◆ **Data lines**:
• • • • •
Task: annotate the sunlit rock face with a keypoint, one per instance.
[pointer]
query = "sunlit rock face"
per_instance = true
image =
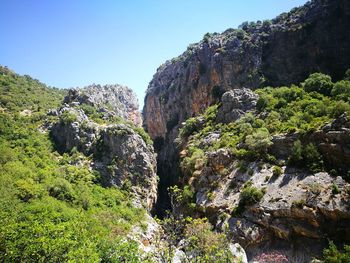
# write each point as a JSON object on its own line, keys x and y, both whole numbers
{"x": 117, "y": 151}
{"x": 116, "y": 100}
{"x": 279, "y": 52}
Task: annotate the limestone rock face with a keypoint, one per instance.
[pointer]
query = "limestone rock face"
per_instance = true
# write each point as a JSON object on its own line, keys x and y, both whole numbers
{"x": 119, "y": 153}
{"x": 278, "y": 52}
{"x": 296, "y": 205}
{"x": 235, "y": 103}
{"x": 116, "y": 100}
{"x": 79, "y": 132}
{"x": 333, "y": 141}
{"x": 123, "y": 156}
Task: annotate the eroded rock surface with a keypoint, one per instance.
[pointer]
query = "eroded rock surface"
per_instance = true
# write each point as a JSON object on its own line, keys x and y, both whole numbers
{"x": 278, "y": 52}
{"x": 118, "y": 151}
{"x": 115, "y": 100}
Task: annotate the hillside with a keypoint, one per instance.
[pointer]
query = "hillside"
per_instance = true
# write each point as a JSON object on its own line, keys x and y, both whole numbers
{"x": 244, "y": 154}
{"x": 277, "y": 52}
{"x": 251, "y": 130}
{"x": 54, "y": 206}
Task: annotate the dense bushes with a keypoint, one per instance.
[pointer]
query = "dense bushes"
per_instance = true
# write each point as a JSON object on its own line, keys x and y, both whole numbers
{"x": 50, "y": 209}
{"x": 306, "y": 156}
{"x": 320, "y": 83}
{"x": 250, "y": 195}
{"x": 333, "y": 255}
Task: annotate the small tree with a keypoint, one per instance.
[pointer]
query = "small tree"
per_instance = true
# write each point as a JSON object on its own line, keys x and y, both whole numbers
{"x": 259, "y": 141}
{"x": 341, "y": 90}
{"x": 204, "y": 244}
{"x": 320, "y": 83}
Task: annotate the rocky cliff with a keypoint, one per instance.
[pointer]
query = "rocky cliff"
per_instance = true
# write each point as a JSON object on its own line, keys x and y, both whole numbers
{"x": 277, "y": 52}
{"x": 120, "y": 150}
{"x": 111, "y": 100}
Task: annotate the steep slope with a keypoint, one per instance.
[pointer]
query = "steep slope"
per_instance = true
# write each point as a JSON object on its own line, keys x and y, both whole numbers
{"x": 116, "y": 100}
{"x": 274, "y": 172}
{"x": 53, "y": 206}
{"x": 121, "y": 151}
{"x": 278, "y": 52}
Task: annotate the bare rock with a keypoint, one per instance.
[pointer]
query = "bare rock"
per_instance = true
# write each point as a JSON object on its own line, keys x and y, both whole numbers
{"x": 235, "y": 103}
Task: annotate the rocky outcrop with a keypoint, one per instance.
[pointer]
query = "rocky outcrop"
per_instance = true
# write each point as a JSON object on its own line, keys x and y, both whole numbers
{"x": 296, "y": 205}
{"x": 332, "y": 141}
{"x": 118, "y": 151}
{"x": 278, "y": 52}
{"x": 111, "y": 100}
{"x": 235, "y": 103}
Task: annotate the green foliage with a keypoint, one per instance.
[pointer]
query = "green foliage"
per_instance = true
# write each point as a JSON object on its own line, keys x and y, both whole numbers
{"x": 276, "y": 171}
{"x": 296, "y": 156}
{"x": 23, "y": 92}
{"x": 333, "y": 255}
{"x": 341, "y": 90}
{"x": 217, "y": 92}
{"x": 144, "y": 135}
{"x": 320, "y": 83}
{"x": 335, "y": 189}
{"x": 259, "y": 141}
{"x": 68, "y": 117}
{"x": 307, "y": 156}
{"x": 250, "y": 195}
{"x": 205, "y": 245}
{"x": 347, "y": 75}
{"x": 191, "y": 126}
{"x": 50, "y": 209}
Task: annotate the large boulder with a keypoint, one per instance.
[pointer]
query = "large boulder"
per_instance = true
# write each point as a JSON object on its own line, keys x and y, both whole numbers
{"x": 235, "y": 103}
{"x": 115, "y": 100}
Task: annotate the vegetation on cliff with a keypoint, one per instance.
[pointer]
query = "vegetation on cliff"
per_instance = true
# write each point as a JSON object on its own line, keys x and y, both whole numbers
{"x": 52, "y": 207}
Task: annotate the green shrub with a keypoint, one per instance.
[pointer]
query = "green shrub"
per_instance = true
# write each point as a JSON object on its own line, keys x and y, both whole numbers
{"x": 259, "y": 141}
{"x": 341, "y": 90}
{"x": 61, "y": 189}
{"x": 276, "y": 171}
{"x": 320, "y": 83}
{"x": 333, "y": 255}
{"x": 206, "y": 245}
{"x": 67, "y": 117}
{"x": 190, "y": 127}
{"x": 250, "y": 195}
{"x": 335, "y": 189}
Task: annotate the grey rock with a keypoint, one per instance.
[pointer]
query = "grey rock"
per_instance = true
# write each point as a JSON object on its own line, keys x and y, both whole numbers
{"x": 114, "y": 100}
{"x": 120, "y": 154}
{"x": 236, "y": 103}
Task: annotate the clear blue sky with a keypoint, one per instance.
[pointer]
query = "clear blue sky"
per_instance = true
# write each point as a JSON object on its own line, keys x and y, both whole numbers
{"x": 70, "y": 43}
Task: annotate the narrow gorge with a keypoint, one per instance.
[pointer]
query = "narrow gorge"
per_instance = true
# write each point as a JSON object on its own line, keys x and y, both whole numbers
{"x": 240, "y": 154}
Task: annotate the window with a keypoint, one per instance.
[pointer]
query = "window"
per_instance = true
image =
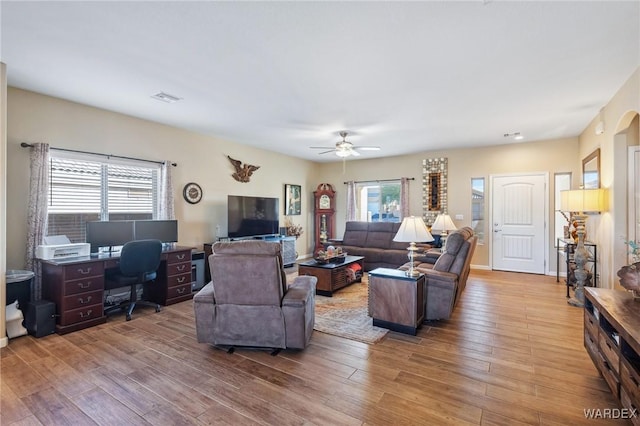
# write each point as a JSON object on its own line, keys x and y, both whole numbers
{"x": 562, "y": 182}
{"x": 378, "y": 201}
{"x": 477, "y": 208}
{"x": 83, "y": 189}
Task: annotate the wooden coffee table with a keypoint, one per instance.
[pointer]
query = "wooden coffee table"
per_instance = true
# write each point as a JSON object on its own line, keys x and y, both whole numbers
{"x": 331, "y": 276}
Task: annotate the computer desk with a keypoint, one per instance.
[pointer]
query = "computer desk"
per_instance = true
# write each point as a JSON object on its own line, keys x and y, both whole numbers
{"x": 76, "y": 285}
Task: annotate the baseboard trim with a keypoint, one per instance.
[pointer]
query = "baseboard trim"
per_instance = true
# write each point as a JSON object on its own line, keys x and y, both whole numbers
{"x": 481, "y": 267}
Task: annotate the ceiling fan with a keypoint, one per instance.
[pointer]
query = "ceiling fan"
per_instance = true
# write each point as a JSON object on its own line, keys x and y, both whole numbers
{"x": 345, "y": 148}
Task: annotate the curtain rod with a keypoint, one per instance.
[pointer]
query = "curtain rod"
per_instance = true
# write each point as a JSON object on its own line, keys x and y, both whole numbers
{"x": 28, "y": 145}
{"x": 378, "y": 180}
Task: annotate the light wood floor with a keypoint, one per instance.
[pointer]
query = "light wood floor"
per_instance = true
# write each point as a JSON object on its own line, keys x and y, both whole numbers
{"x": 512, "y": 354}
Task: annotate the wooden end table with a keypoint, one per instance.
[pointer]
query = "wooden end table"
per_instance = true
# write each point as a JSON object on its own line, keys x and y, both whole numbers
{"x": 396, "y": 301}
{"x": 331, "y": 276}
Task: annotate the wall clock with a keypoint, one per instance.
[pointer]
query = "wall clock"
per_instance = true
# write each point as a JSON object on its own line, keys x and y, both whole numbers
{"x": 192, "y": 193}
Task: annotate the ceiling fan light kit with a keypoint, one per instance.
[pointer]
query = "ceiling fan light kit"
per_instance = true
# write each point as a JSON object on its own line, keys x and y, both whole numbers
{"x": 345, "y": 148}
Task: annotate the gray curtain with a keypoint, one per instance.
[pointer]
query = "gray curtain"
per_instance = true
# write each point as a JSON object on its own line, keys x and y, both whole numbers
{"x": 166, "y": 208}
{"x": 37, "y": 215}
{"x": 351, "y": 200}
{"x": 404, "y": 198}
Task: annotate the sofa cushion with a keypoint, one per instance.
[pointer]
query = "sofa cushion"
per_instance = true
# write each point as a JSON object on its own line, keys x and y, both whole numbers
{"x": 355, "y": 234}
{"x": 379, "y": 235}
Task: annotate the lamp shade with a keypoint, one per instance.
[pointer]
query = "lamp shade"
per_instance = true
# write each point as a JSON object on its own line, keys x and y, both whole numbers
{"x": 583, "y": 200}
{"x": 444, "y": 223}
{"x": 413, "y": 230}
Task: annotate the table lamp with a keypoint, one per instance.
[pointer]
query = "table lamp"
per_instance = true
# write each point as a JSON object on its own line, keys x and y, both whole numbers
{"x": 412, "y": 230}
{"x": 444, "y": 224}
{"x": 577, "y": 202}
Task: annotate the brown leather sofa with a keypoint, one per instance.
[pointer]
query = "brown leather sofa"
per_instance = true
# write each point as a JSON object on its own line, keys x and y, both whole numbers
{"x": 447, "y": 278}
{"x": 248, "y": 303}
{"x": 374, "y": 241}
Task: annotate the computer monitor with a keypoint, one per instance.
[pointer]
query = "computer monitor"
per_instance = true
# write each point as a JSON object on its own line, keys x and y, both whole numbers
{"x": 163, "y": 230}
{"x": 110, "y": 234}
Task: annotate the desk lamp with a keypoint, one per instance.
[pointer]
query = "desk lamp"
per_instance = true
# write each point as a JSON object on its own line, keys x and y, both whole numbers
{"x": 412, "y": 230}
{"x": 444, "y": 224}
{"x": 579, "y": 201}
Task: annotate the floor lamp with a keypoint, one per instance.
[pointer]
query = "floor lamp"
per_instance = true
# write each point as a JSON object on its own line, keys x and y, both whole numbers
{"x": 413, "y": 230}
{"x": 578, "y": 202}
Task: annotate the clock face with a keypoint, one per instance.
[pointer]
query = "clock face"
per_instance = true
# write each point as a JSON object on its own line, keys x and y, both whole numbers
{"x": 325, "y": 202}
{"x": 192, "y": 193}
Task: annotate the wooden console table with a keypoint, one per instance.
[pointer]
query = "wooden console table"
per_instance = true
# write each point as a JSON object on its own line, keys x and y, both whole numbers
{"x": 612, "y": 340}
{"x": 396, "y": 301}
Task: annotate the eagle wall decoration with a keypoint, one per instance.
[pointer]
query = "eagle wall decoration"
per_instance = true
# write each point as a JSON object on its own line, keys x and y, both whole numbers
{"x": 243, "y": 171}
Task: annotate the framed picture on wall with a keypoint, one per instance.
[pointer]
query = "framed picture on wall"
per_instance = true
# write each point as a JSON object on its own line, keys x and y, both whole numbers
{"x": 292, "y": 199}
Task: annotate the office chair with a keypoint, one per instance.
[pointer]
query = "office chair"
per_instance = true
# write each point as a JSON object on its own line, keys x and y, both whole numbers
{"x": 139, "y": 262}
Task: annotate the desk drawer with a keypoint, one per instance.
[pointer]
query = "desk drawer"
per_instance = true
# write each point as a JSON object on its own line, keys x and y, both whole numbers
{"x": 179, "y": 291}
{"x": 590, "y": 324}
{"x": 178, "y": 280}
{"x": 610, "y": 351}
{"x": 82, "y": 314}
{"x": 83, "y": 270}
{"x": 178, "y": 268}
{"x": 82, "y": 300}
{"x": 179, "y": 256}
{"x": 84, "y": 285}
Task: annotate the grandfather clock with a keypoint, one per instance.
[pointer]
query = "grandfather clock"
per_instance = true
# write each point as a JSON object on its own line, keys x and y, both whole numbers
{"x": 325, "y": 214}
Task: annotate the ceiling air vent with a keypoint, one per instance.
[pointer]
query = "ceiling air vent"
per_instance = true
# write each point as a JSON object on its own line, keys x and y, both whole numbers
{"x": 165, "y": 97}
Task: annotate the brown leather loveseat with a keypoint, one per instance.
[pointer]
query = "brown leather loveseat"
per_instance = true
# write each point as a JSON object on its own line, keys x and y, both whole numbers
{"x": 374, "y": 241}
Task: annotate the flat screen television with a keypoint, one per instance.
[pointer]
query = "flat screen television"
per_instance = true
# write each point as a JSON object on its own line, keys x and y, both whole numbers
{"x": 110, "y": 234}
{"x": 163, "y": 230}
{"x": 252, "y": 216}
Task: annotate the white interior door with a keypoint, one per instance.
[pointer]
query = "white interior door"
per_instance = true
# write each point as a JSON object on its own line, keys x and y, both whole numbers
{"x": 518, "y": 209}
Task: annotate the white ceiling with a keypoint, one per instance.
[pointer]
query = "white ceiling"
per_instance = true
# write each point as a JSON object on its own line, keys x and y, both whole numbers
{"x": 284, "y": 76}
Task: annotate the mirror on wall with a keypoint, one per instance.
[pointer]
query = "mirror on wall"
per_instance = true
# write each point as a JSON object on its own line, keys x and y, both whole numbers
{"x": 591, "y": 170}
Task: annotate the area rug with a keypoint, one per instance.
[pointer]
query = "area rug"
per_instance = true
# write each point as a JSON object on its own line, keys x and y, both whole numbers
{"x": 345, "y": 314}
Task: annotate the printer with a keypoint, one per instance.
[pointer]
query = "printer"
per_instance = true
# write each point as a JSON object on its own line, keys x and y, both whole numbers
{"x": 59, "y": 247}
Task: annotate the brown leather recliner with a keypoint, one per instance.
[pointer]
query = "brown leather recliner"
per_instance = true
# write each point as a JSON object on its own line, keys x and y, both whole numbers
{"x": 447, "y": 278}
{"x": 248, "y": 303}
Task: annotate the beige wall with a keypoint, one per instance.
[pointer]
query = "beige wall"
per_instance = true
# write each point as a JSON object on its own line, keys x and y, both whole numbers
{"x": 37, "y": 118}
{"x": 463, "y": 164}
{"x": 33, "y": 117}
{"x": 621, "y": 130}
{"x": 3, "y": 201}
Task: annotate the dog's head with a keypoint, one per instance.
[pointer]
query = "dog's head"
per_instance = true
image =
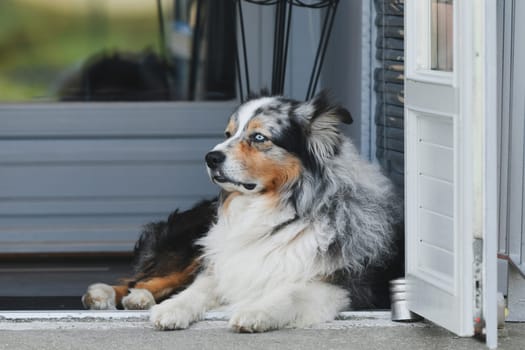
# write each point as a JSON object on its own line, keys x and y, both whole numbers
• • • • •
◆ **Exercise description**: In the records above, find the line containing "Task: annotate the brown leather recliner". Reproduce it and every line after it through the last line, omitting pictures.

◆ **Result**:
Task: annotate the brown leather recliner with a keypoint, one per instance.
[pointer]
query = "brown leather recliner"
per_instance = true
# write each point as a JSON object on its own line, keys x and y, both whole numbers
{"x": 447, "y": 278}
{"x": 248, "y": 303}
Task: annotate the beige wall with a keypoint, one per instance.
[pointer]
query = "beige wall"
per_instance = true
# write each point as a JSON object on its own line, keys x and y, both whole numbers
{"x": 37, "y": 118}
{"x": 463, "y": 164}
{"x": 33, "y": 117}
{"x": 621, "y": 130}
{"x": 3, "y": 201}
Task: annotate the dog's head with a keypoint, one per instance.
[pointer]
query = "dog's head"
per_instance = true
image =
# write each point as a JSON object on its own line, keys x and y, both whole numbers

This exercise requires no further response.